Data records
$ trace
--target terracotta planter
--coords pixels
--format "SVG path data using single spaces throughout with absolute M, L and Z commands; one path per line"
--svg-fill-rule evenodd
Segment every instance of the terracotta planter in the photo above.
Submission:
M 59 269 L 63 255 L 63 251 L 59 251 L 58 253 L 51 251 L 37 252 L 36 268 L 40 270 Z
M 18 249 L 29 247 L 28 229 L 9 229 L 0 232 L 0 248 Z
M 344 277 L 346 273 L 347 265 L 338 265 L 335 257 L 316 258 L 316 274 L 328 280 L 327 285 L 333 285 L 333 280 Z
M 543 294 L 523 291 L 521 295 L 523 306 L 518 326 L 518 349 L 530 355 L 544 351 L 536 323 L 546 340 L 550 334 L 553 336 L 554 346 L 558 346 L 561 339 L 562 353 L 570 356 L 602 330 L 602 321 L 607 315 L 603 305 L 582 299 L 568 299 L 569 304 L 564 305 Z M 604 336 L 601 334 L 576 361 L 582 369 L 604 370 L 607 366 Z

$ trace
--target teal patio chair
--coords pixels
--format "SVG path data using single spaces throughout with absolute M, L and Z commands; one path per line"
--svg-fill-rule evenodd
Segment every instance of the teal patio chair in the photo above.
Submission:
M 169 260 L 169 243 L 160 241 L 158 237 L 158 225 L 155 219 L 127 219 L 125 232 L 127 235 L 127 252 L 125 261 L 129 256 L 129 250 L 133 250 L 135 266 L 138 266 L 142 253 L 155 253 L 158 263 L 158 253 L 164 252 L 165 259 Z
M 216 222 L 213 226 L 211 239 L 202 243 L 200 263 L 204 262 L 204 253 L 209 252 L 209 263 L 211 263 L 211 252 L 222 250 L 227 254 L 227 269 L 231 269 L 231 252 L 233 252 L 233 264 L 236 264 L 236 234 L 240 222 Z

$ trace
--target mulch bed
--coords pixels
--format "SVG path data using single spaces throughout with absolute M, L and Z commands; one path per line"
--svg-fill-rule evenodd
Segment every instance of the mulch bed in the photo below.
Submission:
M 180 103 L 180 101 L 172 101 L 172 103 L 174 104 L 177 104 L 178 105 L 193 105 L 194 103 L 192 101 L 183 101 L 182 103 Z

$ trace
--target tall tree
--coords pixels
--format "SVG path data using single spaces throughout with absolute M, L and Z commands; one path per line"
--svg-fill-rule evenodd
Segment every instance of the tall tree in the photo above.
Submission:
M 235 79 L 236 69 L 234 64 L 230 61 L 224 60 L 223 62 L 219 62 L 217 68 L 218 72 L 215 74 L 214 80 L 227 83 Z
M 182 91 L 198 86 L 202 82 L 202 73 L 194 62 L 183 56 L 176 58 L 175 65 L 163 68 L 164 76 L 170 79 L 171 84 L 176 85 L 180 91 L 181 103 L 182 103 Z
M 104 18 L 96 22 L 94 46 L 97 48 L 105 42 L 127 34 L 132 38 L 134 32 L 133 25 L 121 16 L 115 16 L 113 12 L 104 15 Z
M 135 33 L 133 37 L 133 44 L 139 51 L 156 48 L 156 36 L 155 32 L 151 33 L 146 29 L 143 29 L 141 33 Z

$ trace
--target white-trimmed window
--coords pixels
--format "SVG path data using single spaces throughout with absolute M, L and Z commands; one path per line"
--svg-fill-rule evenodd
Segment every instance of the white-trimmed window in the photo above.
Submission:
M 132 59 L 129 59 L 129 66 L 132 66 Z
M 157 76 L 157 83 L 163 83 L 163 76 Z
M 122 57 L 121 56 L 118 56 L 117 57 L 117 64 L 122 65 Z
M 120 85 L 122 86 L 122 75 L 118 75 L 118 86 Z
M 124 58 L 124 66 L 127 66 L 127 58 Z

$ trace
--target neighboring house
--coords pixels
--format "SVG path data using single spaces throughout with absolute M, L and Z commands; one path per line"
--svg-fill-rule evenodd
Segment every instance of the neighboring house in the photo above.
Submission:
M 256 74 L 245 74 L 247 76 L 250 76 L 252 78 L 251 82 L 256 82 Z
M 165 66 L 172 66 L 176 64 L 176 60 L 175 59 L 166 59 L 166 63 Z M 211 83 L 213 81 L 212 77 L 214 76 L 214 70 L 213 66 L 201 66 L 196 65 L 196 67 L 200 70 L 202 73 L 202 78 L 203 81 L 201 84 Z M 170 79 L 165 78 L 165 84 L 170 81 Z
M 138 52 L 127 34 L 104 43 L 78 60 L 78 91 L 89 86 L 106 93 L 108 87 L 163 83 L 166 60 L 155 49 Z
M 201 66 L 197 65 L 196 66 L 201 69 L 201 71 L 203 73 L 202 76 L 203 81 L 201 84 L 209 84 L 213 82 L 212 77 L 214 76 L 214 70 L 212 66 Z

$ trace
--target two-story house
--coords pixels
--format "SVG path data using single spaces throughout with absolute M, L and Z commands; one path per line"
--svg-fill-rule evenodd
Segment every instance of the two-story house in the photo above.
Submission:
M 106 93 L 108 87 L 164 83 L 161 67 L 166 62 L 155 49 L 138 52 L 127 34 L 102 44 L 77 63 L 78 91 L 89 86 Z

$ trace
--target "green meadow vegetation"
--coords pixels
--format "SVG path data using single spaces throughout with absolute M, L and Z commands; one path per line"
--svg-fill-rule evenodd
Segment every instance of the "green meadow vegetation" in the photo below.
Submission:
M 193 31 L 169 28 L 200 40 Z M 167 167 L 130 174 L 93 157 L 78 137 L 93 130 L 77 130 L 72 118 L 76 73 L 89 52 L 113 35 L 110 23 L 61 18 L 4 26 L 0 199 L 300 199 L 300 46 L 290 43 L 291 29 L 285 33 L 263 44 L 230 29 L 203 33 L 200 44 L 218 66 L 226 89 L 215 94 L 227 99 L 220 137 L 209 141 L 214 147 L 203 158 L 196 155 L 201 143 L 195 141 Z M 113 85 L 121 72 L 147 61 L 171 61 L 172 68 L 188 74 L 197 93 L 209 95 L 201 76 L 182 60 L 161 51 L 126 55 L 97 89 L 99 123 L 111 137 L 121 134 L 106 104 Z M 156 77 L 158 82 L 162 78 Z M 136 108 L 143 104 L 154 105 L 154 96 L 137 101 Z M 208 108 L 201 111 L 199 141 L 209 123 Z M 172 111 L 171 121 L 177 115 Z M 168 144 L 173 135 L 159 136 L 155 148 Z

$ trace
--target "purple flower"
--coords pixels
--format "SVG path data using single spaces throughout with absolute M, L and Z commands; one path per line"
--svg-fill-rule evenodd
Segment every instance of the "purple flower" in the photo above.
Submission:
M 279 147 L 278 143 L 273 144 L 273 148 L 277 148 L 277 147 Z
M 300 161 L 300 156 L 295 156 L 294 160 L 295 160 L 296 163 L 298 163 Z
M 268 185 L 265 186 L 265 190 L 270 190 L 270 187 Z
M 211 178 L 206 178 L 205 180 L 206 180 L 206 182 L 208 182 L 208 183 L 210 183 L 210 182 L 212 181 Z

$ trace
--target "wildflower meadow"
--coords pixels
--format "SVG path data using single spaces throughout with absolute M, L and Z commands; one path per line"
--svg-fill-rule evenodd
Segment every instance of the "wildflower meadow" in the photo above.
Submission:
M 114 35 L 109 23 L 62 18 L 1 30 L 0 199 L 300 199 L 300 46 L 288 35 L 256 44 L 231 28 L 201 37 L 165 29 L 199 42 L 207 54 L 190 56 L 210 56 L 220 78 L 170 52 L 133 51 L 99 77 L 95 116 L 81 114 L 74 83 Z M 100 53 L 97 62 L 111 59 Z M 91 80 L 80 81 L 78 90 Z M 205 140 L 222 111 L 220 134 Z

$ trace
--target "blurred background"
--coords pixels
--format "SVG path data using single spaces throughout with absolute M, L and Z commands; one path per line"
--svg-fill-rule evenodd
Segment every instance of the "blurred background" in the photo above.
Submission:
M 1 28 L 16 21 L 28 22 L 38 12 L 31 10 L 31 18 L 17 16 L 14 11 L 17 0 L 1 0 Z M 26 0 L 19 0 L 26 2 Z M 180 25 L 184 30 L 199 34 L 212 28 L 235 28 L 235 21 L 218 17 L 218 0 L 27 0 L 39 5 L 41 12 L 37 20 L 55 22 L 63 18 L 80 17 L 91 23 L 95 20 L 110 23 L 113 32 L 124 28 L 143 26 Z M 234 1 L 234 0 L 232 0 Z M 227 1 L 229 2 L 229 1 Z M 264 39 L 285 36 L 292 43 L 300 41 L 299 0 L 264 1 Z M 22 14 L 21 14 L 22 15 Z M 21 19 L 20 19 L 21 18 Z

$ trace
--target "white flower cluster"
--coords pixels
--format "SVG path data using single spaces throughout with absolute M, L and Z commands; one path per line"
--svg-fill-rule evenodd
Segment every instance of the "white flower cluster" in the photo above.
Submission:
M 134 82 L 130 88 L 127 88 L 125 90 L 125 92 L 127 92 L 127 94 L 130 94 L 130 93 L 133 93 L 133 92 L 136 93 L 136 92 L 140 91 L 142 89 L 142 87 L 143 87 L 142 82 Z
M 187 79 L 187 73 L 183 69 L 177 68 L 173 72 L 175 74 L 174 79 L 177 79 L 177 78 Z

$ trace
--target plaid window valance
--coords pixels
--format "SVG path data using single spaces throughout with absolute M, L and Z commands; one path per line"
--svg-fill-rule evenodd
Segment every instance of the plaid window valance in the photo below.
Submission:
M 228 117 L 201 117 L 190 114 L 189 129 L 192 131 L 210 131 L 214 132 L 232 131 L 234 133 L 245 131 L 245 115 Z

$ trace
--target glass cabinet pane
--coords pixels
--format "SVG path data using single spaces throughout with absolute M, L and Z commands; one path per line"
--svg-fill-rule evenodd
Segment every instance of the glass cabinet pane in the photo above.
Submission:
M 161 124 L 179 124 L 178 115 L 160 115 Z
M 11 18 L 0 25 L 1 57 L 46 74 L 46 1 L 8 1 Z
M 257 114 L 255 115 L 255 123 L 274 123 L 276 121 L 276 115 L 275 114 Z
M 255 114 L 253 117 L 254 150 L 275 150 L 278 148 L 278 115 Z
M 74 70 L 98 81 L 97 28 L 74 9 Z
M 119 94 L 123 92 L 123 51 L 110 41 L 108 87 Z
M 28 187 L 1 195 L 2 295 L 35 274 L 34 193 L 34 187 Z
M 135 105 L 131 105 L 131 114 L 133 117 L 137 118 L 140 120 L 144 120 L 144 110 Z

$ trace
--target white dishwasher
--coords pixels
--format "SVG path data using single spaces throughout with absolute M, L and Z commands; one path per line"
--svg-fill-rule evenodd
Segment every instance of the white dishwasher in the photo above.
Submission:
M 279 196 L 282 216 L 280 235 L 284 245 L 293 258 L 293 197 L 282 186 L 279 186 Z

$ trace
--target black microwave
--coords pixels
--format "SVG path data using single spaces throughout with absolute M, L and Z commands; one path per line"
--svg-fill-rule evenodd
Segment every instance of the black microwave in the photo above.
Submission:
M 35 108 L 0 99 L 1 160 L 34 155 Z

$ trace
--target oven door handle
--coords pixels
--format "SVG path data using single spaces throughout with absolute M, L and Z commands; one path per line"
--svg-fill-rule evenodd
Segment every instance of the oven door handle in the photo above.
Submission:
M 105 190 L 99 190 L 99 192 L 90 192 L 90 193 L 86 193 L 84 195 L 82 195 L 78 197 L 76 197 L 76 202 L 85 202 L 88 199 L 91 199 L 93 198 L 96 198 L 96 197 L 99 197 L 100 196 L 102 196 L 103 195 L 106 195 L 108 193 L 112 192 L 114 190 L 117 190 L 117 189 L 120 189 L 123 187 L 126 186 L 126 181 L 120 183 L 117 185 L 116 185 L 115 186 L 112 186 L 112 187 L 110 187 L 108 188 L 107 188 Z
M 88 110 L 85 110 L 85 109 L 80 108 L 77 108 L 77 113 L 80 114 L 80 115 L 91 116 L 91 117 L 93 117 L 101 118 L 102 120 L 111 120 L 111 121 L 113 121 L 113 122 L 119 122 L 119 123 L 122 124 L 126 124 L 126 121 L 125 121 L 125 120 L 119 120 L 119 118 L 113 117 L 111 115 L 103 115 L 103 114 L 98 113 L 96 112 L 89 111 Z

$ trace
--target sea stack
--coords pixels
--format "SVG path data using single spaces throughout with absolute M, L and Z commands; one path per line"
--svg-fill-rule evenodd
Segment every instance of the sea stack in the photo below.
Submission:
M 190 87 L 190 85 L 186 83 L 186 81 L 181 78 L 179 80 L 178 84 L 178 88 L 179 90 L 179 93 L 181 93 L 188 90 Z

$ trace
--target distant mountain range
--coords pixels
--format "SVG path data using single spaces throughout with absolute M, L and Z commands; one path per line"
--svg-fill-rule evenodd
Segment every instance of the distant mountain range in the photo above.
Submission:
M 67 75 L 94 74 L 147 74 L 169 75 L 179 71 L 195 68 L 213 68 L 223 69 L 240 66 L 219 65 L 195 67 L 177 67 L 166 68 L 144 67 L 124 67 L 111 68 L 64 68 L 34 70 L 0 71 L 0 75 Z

■ What is expected ■
Pull out every line of the records above that contains the string "blurred", matching case exactly.

■ Finished exercise ■
--target "blurred background"
Segment every instance of the "blurred background" in the photo above.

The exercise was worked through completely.